TEXT SEGMENT >>
And the Algorithmic Justice league is a great organization to check out to learn more about this particular problem. And I got a call from someone who I had worked with in the past saying, “Hey, I see that you have ended up in a technology company. Do you know anybody who could help me translate ethics and humane technology concepts into a product engineering and design context?”

Josh Birk:
Got you.

Rob Katz:
And my honest answer was, “I don’t know anybody who could maybe do that, but would you be willing to give me a shot?”

Josh Birk:
Right.

Rob Katz:
And that person who called me is my current boss, our chief ethical and humane use officer at Salesforce. Her name is Paula Goldman. And that is how in 2019 I became our first VP of product management focused on ensuring that Salesforce’s technologies are designed, developed, and shipped with ethical and humane use principles baked in from the ground up.

Josh Birk:
I love it. I love it. So tell me a little bit about your current job and about the Office of Ethical and Humane use of technology?

Rob Katz:
So the Office of Ethical and Humane use of technology was started almost five years ago. And there are three primary components of it. One is around ethical use policy and that’s what are the policies that govern the use of our services and how do they ensure that we’re holding a high bar for things like human rights, privacy, safety, honesty, and inclusion.
And those five are our public ethical use principles, like Salesforce has core values, trust, customer success, innovation, equality, and sustainability. So we have these component principles that nest on top of that foundation for ethical use of technology.

YOUR TASKS >>
• 1. List the items the transcript names as things Salesforce's ethical use policies hold a high bar for.
• 2. Write out the transcript again from "And those five" down to "use of technology.", swapping "sustainability" for "transparency".

RAW DATA >>

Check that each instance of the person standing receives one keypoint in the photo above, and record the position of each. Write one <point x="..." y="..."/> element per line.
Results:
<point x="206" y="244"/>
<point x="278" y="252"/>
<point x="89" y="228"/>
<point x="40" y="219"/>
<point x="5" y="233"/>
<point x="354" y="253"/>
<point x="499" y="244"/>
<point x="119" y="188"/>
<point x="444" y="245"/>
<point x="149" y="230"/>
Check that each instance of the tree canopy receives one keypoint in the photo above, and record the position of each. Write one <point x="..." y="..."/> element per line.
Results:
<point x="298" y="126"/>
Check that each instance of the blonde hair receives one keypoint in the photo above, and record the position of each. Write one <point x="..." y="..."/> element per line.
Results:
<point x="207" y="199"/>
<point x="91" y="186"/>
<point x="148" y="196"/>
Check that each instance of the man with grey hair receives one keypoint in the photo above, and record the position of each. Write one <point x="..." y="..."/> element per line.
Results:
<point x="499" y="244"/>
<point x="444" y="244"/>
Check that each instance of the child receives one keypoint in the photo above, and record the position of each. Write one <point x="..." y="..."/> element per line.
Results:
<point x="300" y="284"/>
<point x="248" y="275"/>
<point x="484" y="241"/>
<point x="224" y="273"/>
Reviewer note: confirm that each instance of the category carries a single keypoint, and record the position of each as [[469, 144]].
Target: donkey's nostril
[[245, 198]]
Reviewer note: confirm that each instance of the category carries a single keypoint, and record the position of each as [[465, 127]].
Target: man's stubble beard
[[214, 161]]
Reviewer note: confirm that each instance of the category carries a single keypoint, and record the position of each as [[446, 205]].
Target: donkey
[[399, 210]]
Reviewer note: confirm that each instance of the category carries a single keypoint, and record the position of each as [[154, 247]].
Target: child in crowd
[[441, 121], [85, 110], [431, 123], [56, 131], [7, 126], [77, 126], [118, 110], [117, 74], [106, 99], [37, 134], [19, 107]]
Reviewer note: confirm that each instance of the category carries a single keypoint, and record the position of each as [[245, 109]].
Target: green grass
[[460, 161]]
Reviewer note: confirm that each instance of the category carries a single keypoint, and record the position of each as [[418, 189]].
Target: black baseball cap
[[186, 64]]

EXERCISE ANSWERS >>
• 1. human rights, privacy, safety, honesty, inclusion

• 2.
And those five are our public ethical use principles, like Salesforce has core values, trust, customer success, innovation, equality, and transparency. So we have these component principles that nest on top of that foundation for ethical use of technology.